**What you are asked to do**
Where a line in the records holds "space", count it once; return only the final number.

Extracted records

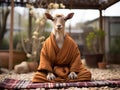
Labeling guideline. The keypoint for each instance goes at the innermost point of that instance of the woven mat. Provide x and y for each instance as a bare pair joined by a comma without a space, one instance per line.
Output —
25,84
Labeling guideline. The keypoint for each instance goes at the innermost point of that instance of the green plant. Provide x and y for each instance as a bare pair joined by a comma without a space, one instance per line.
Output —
93,40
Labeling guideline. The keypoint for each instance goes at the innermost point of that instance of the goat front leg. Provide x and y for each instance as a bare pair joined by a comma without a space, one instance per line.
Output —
50,76
72,75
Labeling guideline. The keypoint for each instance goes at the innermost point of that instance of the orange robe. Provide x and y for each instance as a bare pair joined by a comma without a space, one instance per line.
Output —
60,61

**Exercise output**
4